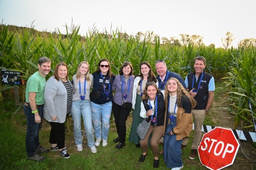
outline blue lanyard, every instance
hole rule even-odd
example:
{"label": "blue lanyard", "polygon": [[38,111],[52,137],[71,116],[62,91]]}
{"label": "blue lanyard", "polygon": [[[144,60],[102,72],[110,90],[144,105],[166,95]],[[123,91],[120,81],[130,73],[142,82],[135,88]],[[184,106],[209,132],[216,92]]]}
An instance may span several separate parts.
{"label": "blue lanyard", "polygon": [[[202,79],[204,76],[204,72],[202,73],[201,78],[200,79],[200,81],[199,82],[198,87],[197,88],[197,90],[199,90],[199,88],[200,87],[200,84],[201,83]],[[195,80],[195,75],[193,76],[193,82],[192,83],[192,89],[194,88],[194,82]]]}
{"label": "blue lanyard", "polygon": [[[168,80],[167,79],[168,79],[168,76],[169,75],[169,71],[167,71],[167,76],[165,76],[165,79],[164,79],[164,87],[163,89],[162,89],[162,82],[158,82],[158,87],[161,87],[161,90],[164,90],[164,88],[165,87],[165,84],[166,84],[166,81]],[[160,76],[159,76],[159,78],[160,79]],[[161,79],[160,79],[161,80]]]}
{"label": "blue lanyard", "polygon": [[[152,107],[151,107],[151,104],[150,104],[150,99],[149,99],[149,109],[151,110],[152,109]],[[156,117],[157,116],[157,96],[156,95],[156,103],[155,103],[155,115],[156,115]],[[153,120],[153,115],[151,115],[151,120]]]}
{"label": "blue lanyard", "polygon": [[[142,97],[142,95],[143,95],[143,92],[142,92],[142,81],[143,81],[143,79],[141,78],[141,80],[140,81],[140,96],[141,97]],[[148,80],[147,81],[147,82],[148,82]]]}
{"label": "blue lanyard", "polygon": [[[102,78],[102,81],[103,81],[103,75],[102,75],[102,74],[101,74],[101,73],[100,73],[100,75],[101,75],[101,78]],[[107,75],[106,75],[105,76],[107,76]],[[104,89],[104,91],[105,91],[106,88],[104,88],[104,86],[107,87],[106,86],[105,86],[105,83],[104,83],[104,85],[103,86],[103,88]],[[108,82],[108,90],[109,91],[110,91],[110,83],[109,82],[109,81]]]}
{"label": "blue lanyard", "polygon": [[[84,79],[84,95],[86,94],[85,91],[85,84],[86,84],[86,80]],[[79,80],[79,92],[81,94],[81,84],[80,84],[80,80]]]}
{"label": "blue lanyard", "polygon": [[[177,105],[177,98],[176,98],[176,103],[175,103],[174,110],[173,110],[173,115],[175,114],[175,110],[176,109],[176,106]],[[168,112],[170,113],[170,97],[168,99]]]}
{"label": "blue lanyard", "polygon": [[[122,94],[123,94],[123,91],[124,91],[124,87],[123,86],[123,76],[121,76],[121,80],[122,80]],[[127,94],[129,93],[129,91],[130,91],[130,85],[131,84],[131,79],[129,77],[129,85],[128,86],[128,91],[127,92]]]}

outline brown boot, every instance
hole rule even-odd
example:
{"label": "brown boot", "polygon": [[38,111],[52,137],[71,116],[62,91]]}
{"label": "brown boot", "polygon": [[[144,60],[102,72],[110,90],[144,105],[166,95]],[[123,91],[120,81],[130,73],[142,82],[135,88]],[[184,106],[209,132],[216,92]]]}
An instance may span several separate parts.
{"label": "brown boot", "polygon": [[163,155],[164,154],[164,150],[163,149],[162,149],[162,150],[160,151],[160,152],[159,152],[159,154],[161,154],[161,155]]}

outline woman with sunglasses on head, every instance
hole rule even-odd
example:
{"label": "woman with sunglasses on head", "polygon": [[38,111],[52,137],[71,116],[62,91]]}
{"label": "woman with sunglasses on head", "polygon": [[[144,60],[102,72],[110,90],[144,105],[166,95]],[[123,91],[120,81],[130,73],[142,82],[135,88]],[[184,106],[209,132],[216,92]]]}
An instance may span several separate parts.
{"label": "woman with sunglasses on head", "polygon": [[164,97],[155,82],[148,82],[143,92],[142,99],[140,115],[142,118],[146,118],[147,122],[150,122],[150,125],[145,138],[140,141],[143,153],[139,162],[143,163],[148,155],[148,142],[154,131],[150,142],[154,156],[153,167],[157,168],[159,166],[158,141],[163,135],[164,129]]}
{"label": "woman with sunglasses on head", "polygon": [[94,137],[92,123],[92,113],[90,104],[90,91],[92,88],[93,76],[90,74],[89,64],[86,61],[80,63],[77,71],[73,76],[73,97],[71,115],[74,121],[74,134],[77,150],[83,150],[81,134],[81,115],[86,132],[87,144],[93,153],[97,149],[94,146]]}
{"label": "woman with sunglasses on head", "polygon": [[119,142],[115,147],[121,149],[125,146],[126,134],[126,122],[132,108],[126,108],[125,104],[131,104],[134,76],[133,68],[130,62],[124,62],[119,71],[119,74],[116,76],[112,85],[112,90],[116,90],[112,102],[112,110],[115,117],[118,137],[114,143]]}
{"label": "woman with sunglasses on head", "polygon": [[183,162],[180,147],[183,138],[189,137],[192,130],[191,110],[196,101],[174,78],[166,82],[164,96],[167,114],[164,125],[164,159],[168,168],[181,169]]}
{"label": "woman with sunglasses on head", "polygon": [[100,145],[102,138],[102,146],[105,147],[108,144],[109,120],[113,99],[111,86],[115,76],[111,73],[109,62],[106,58],[100,61],[98,69],[92,75],[93,76],[92,91],[100,91],[100,96],[98,98],[95,98],[92,96],[92,93],[90,95],[92,121],[96,137],[95,146],[98,147]]}
{"label": "woman with sunglasses on head", "polygon": [[[147,62],[143,62],[140,64],[140,74],[137,75],[134,80],[133,90],[132,91],[132,123],[130,132],[129,140],[134,142],[137,148],[140,148],[140,139],[137,135],[137,129],[139,124],[143,121],[143,118],[140,117],[140,104],[141,97],[148,82],[156,83],[157,80],[152,71],[150,64]],[[156,83],[158,86],[158,83]]]}
{"label": "woman with sunglasses on head", "polygon": [[45,83],[45,103],[44,117],[50,122],[51,129],[49,143],[52,151],[59,150],[64,158],[69,158],[65,146],[66,117],[72,107],[73,88],[68,80],[68,66],[61,62],[57,64],[54,74]]}

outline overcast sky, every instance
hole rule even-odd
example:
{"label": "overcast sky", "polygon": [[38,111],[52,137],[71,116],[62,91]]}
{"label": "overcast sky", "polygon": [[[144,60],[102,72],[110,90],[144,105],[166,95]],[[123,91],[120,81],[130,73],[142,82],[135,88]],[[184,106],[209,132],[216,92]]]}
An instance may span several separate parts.
{"label": "overcast sky", "polygon": [[230,31],[236,47],[245,38],[256,38],[255,0],[0,0],[3,23],[53,31],[73,23],[85,35],[93,24],[100,32],[118,28],[135,35],[153,31],[160,37],[197,35],[206,45],[221,46]]}

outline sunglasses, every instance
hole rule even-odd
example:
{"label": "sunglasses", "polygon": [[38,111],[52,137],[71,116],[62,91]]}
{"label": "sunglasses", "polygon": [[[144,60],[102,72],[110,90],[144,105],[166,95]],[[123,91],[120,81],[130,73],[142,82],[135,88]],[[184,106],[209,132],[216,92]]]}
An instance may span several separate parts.
{"label": "sunglasses", "polygon": [[158,60],[156,61],[156,63],[164,63],[164,61],[163,60]]}
{"label": "sunglasses", "polygon": [[147,83],[146,83],[146,86],[151,86],[154,84],[156,84],[154,82],[148,82]]}
{"label": "sunglasses", "polygon": [[104,67],[106,67],[106,68],[108,68],[108,67],[109,66],[109,65],[100,65],[100,67],[103,68]]}
{"label": "sunglasses", "polygon": [[198,57],[197,57],[196,58],[196,60],[197,58],[201,58],[201,59],[203,59],[203,60],[205,60],[205,58],[204,58],[204,57],[203,57],[203,56],[198,56]]}

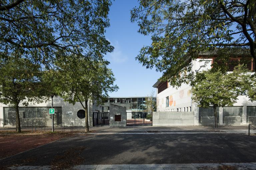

• [Work to be completed]:
Return each line of the material above that contains the word "boot". Case counts.

• [Output of the task]:
outline brown boot, every instance
{"label": "brown boot", "polygon": [[38,111],[52,137],[71,116],[62,91]]}
{"label": "brown boot", "polygon": [[[144,60],[102,72],[110,90],[144,105],[166,95]],[[123,91],[120,81],[130,73],[142,82],[135,88]],[[184,106],[209,132],[216,92]]]}
{"label": "brown boot", "polygon": [[163,155],[164,154],[164,150],[163,149],[162,149],[162,150],[160,151],[160,152],[159,152],[159,154],[161,154],[161,155]]}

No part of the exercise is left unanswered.